*Dataset entries:*
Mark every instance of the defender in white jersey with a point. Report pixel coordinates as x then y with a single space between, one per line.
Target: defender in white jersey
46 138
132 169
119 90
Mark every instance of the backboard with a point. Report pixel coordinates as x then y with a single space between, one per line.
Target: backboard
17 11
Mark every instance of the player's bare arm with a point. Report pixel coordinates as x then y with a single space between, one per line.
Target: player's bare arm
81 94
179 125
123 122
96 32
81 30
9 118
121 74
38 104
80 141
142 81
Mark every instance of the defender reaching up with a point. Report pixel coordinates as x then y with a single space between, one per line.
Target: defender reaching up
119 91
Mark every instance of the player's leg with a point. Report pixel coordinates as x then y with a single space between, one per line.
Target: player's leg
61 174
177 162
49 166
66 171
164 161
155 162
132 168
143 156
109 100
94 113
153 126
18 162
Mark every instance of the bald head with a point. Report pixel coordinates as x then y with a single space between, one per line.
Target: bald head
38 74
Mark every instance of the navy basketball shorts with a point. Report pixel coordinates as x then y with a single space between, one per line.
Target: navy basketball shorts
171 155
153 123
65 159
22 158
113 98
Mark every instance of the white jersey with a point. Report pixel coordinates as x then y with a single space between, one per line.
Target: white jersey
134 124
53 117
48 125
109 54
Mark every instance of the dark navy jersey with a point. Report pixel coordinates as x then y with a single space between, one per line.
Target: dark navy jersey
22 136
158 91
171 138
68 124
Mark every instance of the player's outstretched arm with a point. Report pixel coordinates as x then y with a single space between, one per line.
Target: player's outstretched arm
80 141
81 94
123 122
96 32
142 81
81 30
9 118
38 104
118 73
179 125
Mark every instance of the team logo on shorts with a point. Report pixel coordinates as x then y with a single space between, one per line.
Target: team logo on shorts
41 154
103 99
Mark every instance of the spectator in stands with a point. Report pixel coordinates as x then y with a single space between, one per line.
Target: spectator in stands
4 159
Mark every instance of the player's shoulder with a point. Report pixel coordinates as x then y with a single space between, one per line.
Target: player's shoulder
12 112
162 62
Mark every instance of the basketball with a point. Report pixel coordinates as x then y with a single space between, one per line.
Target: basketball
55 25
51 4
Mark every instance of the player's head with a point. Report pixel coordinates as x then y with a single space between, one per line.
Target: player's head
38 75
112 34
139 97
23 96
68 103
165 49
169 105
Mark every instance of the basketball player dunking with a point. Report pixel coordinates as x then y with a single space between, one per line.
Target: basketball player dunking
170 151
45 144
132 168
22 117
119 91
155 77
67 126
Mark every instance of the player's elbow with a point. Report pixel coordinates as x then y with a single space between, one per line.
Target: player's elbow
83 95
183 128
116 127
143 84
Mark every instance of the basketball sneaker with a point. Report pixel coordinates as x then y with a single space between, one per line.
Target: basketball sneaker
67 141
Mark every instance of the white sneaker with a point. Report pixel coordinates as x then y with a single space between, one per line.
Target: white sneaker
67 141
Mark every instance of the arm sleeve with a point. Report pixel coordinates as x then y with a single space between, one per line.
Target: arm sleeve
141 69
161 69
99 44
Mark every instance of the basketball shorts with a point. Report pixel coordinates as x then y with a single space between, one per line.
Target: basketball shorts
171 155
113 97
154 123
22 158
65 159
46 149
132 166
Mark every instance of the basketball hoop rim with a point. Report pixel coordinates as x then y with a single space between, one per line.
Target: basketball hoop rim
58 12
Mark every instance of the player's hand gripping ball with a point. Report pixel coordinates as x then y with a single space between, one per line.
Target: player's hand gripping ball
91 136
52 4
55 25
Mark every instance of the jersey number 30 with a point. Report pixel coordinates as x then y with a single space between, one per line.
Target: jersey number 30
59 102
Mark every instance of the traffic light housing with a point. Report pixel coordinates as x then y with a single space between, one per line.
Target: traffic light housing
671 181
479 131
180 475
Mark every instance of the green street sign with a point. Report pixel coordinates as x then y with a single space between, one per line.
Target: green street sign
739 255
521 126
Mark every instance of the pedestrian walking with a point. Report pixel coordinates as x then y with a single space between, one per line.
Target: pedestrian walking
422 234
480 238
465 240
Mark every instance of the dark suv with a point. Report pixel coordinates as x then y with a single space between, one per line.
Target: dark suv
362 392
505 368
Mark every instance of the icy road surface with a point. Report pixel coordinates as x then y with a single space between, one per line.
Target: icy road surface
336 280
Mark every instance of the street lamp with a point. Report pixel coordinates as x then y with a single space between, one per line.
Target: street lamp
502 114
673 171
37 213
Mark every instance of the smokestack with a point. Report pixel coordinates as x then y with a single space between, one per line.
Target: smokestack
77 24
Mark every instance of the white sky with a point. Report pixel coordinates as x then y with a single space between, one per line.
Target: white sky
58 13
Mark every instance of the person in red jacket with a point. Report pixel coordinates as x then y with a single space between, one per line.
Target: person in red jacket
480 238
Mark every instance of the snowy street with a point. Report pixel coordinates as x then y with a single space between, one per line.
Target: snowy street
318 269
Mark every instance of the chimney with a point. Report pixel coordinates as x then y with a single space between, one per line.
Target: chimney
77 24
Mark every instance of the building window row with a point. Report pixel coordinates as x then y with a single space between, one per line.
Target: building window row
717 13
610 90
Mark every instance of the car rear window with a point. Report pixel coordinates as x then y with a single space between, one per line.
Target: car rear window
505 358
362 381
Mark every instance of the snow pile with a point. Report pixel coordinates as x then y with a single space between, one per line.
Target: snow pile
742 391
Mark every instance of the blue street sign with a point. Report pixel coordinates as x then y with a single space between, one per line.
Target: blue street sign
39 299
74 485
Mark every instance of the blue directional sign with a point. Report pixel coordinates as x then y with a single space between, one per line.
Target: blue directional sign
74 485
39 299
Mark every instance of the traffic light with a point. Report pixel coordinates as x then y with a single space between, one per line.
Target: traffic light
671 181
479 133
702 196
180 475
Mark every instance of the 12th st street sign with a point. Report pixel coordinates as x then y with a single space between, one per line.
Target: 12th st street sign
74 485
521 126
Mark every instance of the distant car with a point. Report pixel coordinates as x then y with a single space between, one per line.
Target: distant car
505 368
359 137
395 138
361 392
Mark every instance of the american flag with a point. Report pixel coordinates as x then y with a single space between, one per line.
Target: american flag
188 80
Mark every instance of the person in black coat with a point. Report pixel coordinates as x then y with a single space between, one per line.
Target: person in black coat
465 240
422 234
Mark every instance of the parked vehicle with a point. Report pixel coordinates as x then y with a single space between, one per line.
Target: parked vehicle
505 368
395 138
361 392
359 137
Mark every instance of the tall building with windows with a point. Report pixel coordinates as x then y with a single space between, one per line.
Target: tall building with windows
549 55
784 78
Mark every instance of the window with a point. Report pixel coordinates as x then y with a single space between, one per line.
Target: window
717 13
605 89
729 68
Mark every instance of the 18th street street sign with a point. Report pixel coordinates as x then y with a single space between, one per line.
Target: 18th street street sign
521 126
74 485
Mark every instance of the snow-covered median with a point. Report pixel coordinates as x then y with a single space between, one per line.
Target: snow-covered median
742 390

*What to do:*
Return the whole listing exactly, with every line included.

*The response:*
Mark every instance of the defender in white jersey with a point. Report pixel coordinates as x then y with a single space between, one per line.
Target: defender in white jersey
46 138
132 169
119 90
Mark every instance of the backboard with a point. Report pixel coordinates as x then y with a single space between, one per line.
Target: backboard
17 11
Mark every instance of the player's bare arm with a point. Report pixel coordinates as x then y with a single space between, one per line.
Target: player's bare arm
81 94
179 125
123 122
96 32
81 30
9 118
121 74
38 104
80 141
142 81
Mark every instance of the defender reaching up with a point. Report pixel coordinates as x then y with a single space between, one per line.
Target: defender reaching up
119 91
Mark every instance of the player's leg with a point. Report pixel coordinates as x then y with a single space between, one per line.
Target: player's leg
61 174
177 162
49 166
66 171
164 161
155 162
132 168
143 156
109 100
94 113
153 126
18 162
Mark every instance of the bald head with a point. Report pixel coordinates as x then y with a single space between, one per line.
Target: bald head
38 74
Mark every instance of the navy basketball shorts with a point. Report pixel coordinates as x then y with a single space between, one per line.
Target: navy basketball shorts
171 155
153 123
65 159
22 158
113 98
Mark every instance of the white jersey with a point. Report pixel coordinates as x then y with a single space between, one per line.
Target: white jersey
134 124
53 117
48 125
109 54
Mark every instance of the dark navy jersey with a point. Report pixel coordinates as x then y with a single space between, one per line.
Target: dark navy jersey
22 136
158 91
171 138
68 124
Mark every instance of the player's outstretched arm with a point. Report pixel coordinates as x then y with a single space between, one per line.
Target: player's outstretched arm
80 141
81 94
123 122
96 32
142 81
81 30
9 118
38 104
118 73
179 125
Mark every instance of the team logo on shorts with a point. Report pixel coordinates as x then y with a single space between, one per line.
Target: team logo on shorts
41 154
103 99
Mark every instance of the spectator in stands with a point. Report pixel coordinates as x then y with a single space between, one per line.
Target: spectator in stands
4 159
Mark every instance of the player's shoulder with a point. Report pixel coordinates as x then y with a single space between, one per line.
Target: player's shoulder
12 112
162 62
Mark every instance of the basketball with a point. Report pixel coordinates as x then y with a single space between, one per line.
Target: basketball
55 25
51 4
Mark every instance of the player's head with a point. Report pixel coordinates as x then y with a single space between, one per line.
Target: player's head
38 75
112 34
139 97
23 96
68 103
165 49
169 105
Mark every instance of the basketball player dunking with a point. Report pixel coordinates as x then y with a single space between, one per line.
Target: basketball player dunking
170 151
45 144
132 168
22 117
119 91
155 77
67 126
Mark every instance of the player's elbow with a point. Report pixel coordinates as x then y with a single space between, one per line.
Target: player's elbow
83 95
183 128
116 127
143 84
Mark every instance of the basketball sneaker with a point. Report pixel coordinates as x then y with a single space between, one per line.
Target: basketball sneaker
67 141
Mark every instance of the white sneaker with a point. Report pixel coordinates as x then y with a single space between, one per line.
Target: white sneaker
67 141
Mark every instance of the arm sleeve with a point. Report pixel coordinates as x then y with a single space between, one per line.
Target: arm sleeve
141 69
161 69
99 44
Mark every instance of the basketball shorts with a point. Report pixel coordinates as x then y with a single space between, one per line.
Target: basketball shorts
171 155
113 97
154 123
22 158
65 159
46 149
132 166
Mark every instance of the basketball hoop rim with a point. Report pixel coordinates as x then y with a single space between, one per line.
Target: basketball hoop rim
58 12
Mark every instance of the player's hand gripping ball with a point. Report pixel coordinates as x then y with a single space between, one per line.
Target: player's hand gripping ball
91 136
52 4
55 25
Mark every instance of the jersey number 30 with a point. Report pixel coordinates as x then y with a single space between, one per line.
Target: jersey number 30
59 102
Mark every instance of the traffic light housing with a point. Report pixel coordinates as x then y with a single space between, one per line.
Target: traffic light housing
671 181
479 131
180 475
Mark every instance of the green street sign with a point. Report pixel coordinates as x then y with a single space between, one per line.
Target: green street sign
739 255
521 126
Mark every instance of the pedestrian walking with a point. Report pixel coordinates as x then y with a single space between, one per line.
Target: pedestrian walking
422 234
480 238
465 240
Mark every instance of the dark suv with a point. Report pixel coordinates as x then y with a single space between, one per line.
Target: dark suv
362 392
505 368
Mark every instance of the icy road surface with a point. Report pixel coordinates as x then y with a single space between, one per line.
Target: icy road surface
336 280
Mark every instance of the street lamp with a point. Report pixel coordinates as x then y with a single space between, one per line.
Target: street lamp
502 114
673 171
37 213
Mark every instance of the smokestack with a point. Report pixel coordinates as x then y with a single space between, one per line.
Target: smokestack
77 24
Mark every instance of the white sky with a point. Report pixel coordinates as x then y with a single space between, one per line.
Target: white sky
58 13
Mark every instance of the person in red jacket with a point. Report pixel coordinates as x then y with a single space between, one per line.
Target: person in red jacket
480 238
Mark every instance of the snowy street with a point. Report pixel coordinates as x then y with a single space between, one per line.
Target: snowy street
318 269
Mark every instance of the chimney with a point. Report pixel coordinates as x then y with a single space between, one per line.
Target: chimney
77 24
Mark every instance of the building window row with a point. Report pixel coordinates as x then y with a single space between, one per line.
Target: building window row
717 13
610 90
Mark every instance of the car rear window with a point. Report pixel coordinates as x then y with a single space between, one per line.
Target: car rear window
505 358
362 381
Mark every instance of the snow pile with a point. Report pixel coordinates as x then y with a single space between, one per line.
Target: snow pile
742 391
Mark every instance of the blue street sign with a point. Report pixel coordinates as x then y with a single space between, one per line.
Target: blue street sign
39 299
74 485
Mark every instance of the blue directional sign with a point. Report pixel coordinates as x then y with a single space between, one per line.
Target: blue directional sign
74 485
39 299
Mark every instance of the traffic light with a point. Report pixel coordinates as x then y with a single space between, one per line.
Target: traffic light
671 181
479 133
702 196
180 475
Mark every instance of the 12th st street sign with a point. Report pixel coordinates as x then y with a single space between, one per line.
Target: 12th st street sign
74 485
521 126
Mark every instance of the distant car with a point. Report pixel coordinates as x then y with a single space between, one per line.
Target: distant car
505 368
359 137
395 138
361 392
Mark every instance of the american flag with a point. Report pixel coordinates as x then y with a single space between, one per line.
Target: american flag
188 80
Mark every instance of the person in black coat with a point. Report pixel coordinates as x then y with a single space between, one per line.
Target: person in black coat
465 240
422 234
Mark every instance of the parked vehicle with a point. Report pixel coordinates as x then y with a single space between, one per line.
Target: parked vehicle
505 368
395 138
361 392
359 137
Mark every instance of the tall building with windows with a point. Report pixel coordinates as x then y with a single space between, one per line.
Target: tall building with windows
549 55
784 78
Mark every instance of the window with a point. Report pixel coordinates as x then y with a single space between, one per line.
Target: window
717 13
605 89
729 68
Mark every instance of the 18th street street sign with a point. Report pixel coordinates as x then y with a single space between, one per line.
Target: 18th street street sign
521 126
74 485
Mark every instance of the snow-covered median with a point. Report pixel coordinates as x then y with a single space between, one per line.
Target: snow-covered median
742 390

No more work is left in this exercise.